The records Start Marker

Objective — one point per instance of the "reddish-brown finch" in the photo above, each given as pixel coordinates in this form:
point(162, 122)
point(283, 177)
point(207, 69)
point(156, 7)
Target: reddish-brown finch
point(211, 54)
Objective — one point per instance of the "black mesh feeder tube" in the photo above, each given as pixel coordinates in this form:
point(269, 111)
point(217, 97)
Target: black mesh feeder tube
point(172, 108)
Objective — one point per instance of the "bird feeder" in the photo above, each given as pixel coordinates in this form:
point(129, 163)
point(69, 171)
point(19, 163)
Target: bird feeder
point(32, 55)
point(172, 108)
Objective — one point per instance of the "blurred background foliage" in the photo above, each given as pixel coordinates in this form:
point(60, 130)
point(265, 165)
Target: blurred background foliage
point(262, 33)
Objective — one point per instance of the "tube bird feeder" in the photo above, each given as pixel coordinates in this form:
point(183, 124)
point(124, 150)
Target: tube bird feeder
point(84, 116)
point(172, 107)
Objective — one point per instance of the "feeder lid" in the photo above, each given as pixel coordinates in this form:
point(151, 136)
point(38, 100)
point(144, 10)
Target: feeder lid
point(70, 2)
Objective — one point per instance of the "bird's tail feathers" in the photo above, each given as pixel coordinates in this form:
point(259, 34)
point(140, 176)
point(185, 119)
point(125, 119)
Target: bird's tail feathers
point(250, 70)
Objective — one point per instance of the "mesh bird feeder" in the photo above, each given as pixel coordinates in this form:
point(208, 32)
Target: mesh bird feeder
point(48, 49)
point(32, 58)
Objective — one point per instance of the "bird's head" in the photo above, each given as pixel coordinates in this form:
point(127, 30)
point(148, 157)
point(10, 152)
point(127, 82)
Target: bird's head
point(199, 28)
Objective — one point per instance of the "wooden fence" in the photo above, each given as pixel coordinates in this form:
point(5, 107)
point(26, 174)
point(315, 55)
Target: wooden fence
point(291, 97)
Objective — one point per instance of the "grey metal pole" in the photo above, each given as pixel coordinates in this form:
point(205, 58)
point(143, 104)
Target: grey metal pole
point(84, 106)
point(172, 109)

The records End Marker

**Exercise goal**.
Beginning with the top line of the data above, output every line exactly until the one that contains "point(124, 150)", and include that one too.

**Written reply**.
Objective — one point per instance of the "reddish-brown finch" in the photo above, each given as pixel coordinates in this form:
point(162, 122)
point(283, 177)
point(207, 69)
point(156, 7)
Target: reddish-brown finch
point(211, 54)
Objective — one point per instance of the "black mesh feeder tube" in the photo above, each given as pixel coordinates in this form:
point(269, 111)
point(217, 97)
Target: black mesh feeder tube
point(172, 108)
Objective — one point per instance of the "bird feeder" in the photo above, each given as pixel coordinates in this form:
point(129, 163)
point(69, 171)
point(19, 163)
Target: bird feeder
point(32, 55)
point(172, 108)
Objective — one point per instance of the "blurred background foliage" in the photo above, each given as pixel coordinates in this form:
point(60, 130)
point(265, 165)
Target: blurred background foliage
point(262, 33)
Objective — one point per instance of the "tube bird feeder" in the photo above, each given as pixel coordinates in this form:
point(183, 124)
point(124, 150)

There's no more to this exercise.